→ **What you should do**
Copy out every line of the records below word for word, changing nothing.

[Coordinate annotation records]
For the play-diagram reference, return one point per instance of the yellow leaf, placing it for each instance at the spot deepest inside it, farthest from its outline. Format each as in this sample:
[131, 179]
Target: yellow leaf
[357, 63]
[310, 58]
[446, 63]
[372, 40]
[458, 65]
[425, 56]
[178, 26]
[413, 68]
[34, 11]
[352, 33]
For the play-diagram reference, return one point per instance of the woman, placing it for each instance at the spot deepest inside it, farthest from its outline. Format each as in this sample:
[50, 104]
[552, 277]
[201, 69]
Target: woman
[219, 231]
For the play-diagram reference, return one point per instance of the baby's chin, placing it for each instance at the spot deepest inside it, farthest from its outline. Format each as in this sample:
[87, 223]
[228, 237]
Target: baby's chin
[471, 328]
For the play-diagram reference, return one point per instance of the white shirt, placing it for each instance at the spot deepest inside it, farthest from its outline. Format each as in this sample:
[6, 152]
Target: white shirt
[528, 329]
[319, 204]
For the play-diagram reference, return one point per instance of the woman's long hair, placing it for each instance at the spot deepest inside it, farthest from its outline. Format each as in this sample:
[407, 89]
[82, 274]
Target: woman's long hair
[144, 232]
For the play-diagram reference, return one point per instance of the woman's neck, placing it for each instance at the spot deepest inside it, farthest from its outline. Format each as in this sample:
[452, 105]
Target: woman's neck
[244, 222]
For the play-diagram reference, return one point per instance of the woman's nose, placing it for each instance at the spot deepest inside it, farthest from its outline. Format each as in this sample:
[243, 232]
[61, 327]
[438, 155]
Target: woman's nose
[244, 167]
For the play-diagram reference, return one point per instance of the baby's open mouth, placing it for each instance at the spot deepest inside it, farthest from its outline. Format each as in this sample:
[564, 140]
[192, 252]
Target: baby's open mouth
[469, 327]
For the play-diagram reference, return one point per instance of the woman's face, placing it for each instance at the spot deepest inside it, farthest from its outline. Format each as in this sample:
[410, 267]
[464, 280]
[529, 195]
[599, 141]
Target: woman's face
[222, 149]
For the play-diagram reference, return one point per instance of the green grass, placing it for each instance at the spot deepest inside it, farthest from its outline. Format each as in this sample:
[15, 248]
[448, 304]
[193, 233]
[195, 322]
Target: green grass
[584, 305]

→ **Solution for this task**
For the play-diagram reference, return one point per instance of the yellow leaf, placing it for each instance at the spot deepest inside it, farthest from its outline. Format each as in this sample:
[131, 179]
Target: yellow leaf
[357, 63]
[310, 58]
[446, 63]
[372, 40]
[458, 65]
[425, 56]
[178, 26]
[413, 68]
[34, 11]
[352, 33]
For the play-diagram reference, return one point per instance of the woman, placing it for each instance at the spot deepest inside it, farthest from its outline. Format each as in this sample:
[50, 104]
[552, 277]
[201, 69]
Target: woman
[219, 231]
For the play-diagram reference, return one point per instance of the baby's chin, placing it for each instance at the spot deepest inside it, farthest from its outline. Format each as in this sample:
[87, 223]
[228, 237]
Target: baby's chin
[471, 328]
For the play-diagram reference, return one point per instance of the white shirt, placing it for each instance at the spot deepest inside it, farthest from its outline. Format each as in this sample:
[6, 152]
Target: white shirt
[528, 329]
[319, 204]
For the play-diagram reference, return one point per instance of the woman's long hair, placing it for each instance at the spot deepest inside it, farthest from its outline. Format each as in this sample:
[407, 89]
[82, 274]
Target: woman's long hair
[144, 232]
For the play-diagram reference, return one point per instance of the woman's neck, placing it for each instance at the spot deepest inside it, farthest from its outline. Format each as in this sample:
[452, 105]
Target: woman's neck
[244, 222]
For the play-diagram reference, return one point per instance of the woman's nose, placing it for each instance at the spot deepest inside it, farthest from its outline. Format each as in this sample:
[243, 232]
[61, 327]
[438, 155]
Target: woman's nose
[244, 167]
For the play-diagram reference, return one point per instance of the baby's open mouth, placing it for each instance at the spot deepest inside it, farthest from its outline. Format each as in this sample:
[564, 140]
[192, 252]
Target: baby's open mouth
[469, 327]
For the play-diagram reference, return one point per instance of the woman's face, placing it for each instance at the spot deepest inside it, farthest from its outline. Format each as in this sample:
[410, 267]
[464, 280]
[529, 195]
[599, 141]
Target: woman's face
[222, 149]
For the play-diagram reference, return one point per instance of the green grass, placing it for each instance at the spot deepest inside it, farthest from its outline. Format each as in this sample:
[15, 248]
[448, 304]
[193, 233]
[195, 322]
Target: green grass
[584, 305]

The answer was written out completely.